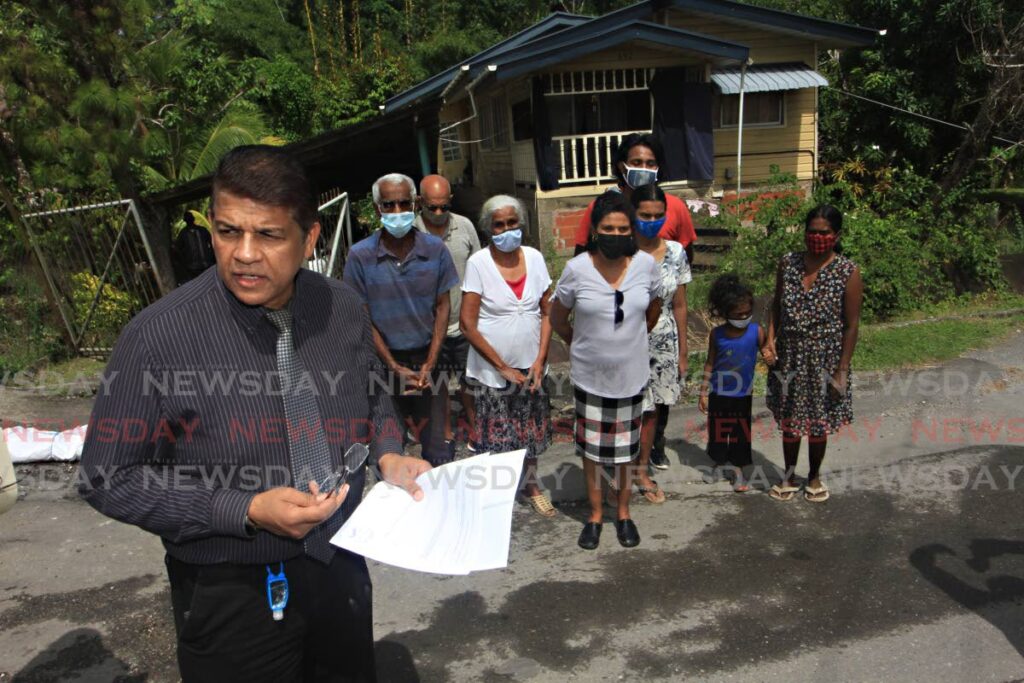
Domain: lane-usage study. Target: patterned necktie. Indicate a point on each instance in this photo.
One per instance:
(307, 446)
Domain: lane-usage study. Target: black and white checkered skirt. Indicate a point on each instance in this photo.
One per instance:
(607, 430)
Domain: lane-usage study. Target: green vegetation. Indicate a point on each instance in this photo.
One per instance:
(29, 334)
(925, 343)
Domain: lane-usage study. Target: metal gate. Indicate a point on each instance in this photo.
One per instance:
(336, 225)
(99, 267)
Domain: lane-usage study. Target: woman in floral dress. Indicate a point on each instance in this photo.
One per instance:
(668, 339)
(813, 332)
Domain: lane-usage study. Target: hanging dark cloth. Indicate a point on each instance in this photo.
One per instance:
(544, 152)
(699, 137)
(683, 124)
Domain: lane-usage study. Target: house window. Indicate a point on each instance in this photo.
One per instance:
(580, 82)
(760, 109)
(522, 121)
(599, 113)
(451, 146)
(500, 124)
(485, 118)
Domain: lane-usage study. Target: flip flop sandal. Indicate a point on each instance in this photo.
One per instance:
(782, 493)
(819, 495)
(655, 495)
(542, 505)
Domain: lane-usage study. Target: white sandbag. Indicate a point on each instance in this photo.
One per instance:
(28, 444)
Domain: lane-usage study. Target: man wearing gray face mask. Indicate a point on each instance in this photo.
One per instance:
(460, 237)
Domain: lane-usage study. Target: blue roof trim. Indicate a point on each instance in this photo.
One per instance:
(434, 85)
(561, 29)
(584, 40)
(810, 26)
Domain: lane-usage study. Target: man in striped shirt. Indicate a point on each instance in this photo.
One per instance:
(213, 471)
(403, 276)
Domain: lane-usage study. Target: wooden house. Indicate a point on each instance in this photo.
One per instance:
(539, 114)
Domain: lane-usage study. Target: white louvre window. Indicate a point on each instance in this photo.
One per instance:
(584, 82)
(760, 109)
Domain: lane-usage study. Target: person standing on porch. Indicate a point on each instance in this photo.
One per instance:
(403, 278)
(635, 164)
(668, 339)
(435, 217)
(612, 292)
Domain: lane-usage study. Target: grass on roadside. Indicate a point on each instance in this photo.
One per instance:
(893, 348)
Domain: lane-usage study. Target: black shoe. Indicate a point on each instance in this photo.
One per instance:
(658, 460)
(629, 537)
(590, 536)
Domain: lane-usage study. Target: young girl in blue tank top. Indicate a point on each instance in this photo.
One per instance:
(726, 393)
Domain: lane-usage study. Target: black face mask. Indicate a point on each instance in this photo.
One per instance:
(616, 246)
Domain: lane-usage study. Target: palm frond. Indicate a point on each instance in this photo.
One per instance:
(237, 127)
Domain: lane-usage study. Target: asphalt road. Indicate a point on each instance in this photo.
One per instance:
(912, 571)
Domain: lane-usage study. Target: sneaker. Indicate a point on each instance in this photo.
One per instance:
(658, 460)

Assignment ->
Return only and exactly the lines from the one that contains "Domain: lane-usage study. Target: black shoe." through the final line of the material above.

Result of this exercise ->
Domain: lane-usage study. Target: black shoe. Indicate a point on each instance in this photo.
One per instance:
(658, 460)
(629, 537)
(590, 536)
Domain: lane-usage study. Target: young girl in blue tank top. Indicate a point on each instance in this photo.
One per instance:
(726, 393)
Domain: lane-usage study. Target: black face mask. Indicate a point on each instance in this photo.
One per instance:
(616, 246)
Domain: lane-usage study. Target: palm frond. Indicate a point on each instance in this photo.
One per instance:
(237, 127)
Domain: lane-usage study. Target: asphalt road. Indicate a point on each instance in this photo.
One per instance:
(912, 571)
Domain: lane-usage study. Target: sneaker. Indicate a point on each instance in this photo.
One per instance:
(658, 460)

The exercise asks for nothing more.